*** Opening Records to use ***

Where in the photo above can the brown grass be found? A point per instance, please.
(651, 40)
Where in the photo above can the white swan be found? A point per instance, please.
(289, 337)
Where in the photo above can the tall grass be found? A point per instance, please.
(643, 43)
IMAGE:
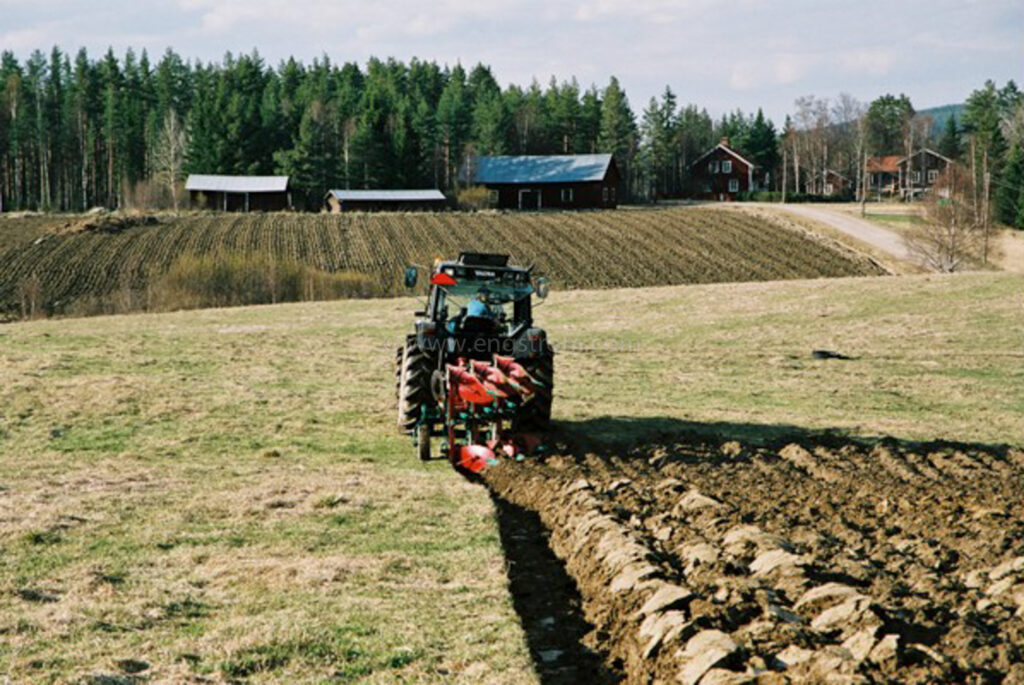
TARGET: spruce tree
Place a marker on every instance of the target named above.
(1010, 198)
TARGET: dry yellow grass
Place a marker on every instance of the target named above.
(220, 494)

*** Closing Records to use ***

*Your goal:* Please give the entries above again exactly as written, leaving out any pictures.

*Exercise result:*
Where in the photo above can the brown grass be found? A point per instance, please.
(651, 40)
Where in the photo above can the white swan be found? A point per instance, please.
(289, 337)
Where in the photo above can the tall grass be found? A point per instance, please.
(643, 43)
IMAGE:
TARGET: spruce tree
Place a marker on every instance of the target named above.
(1010, 198)
TARGET: dry yellow grass
Place a marker on every instance of the target named above.
(220, 494)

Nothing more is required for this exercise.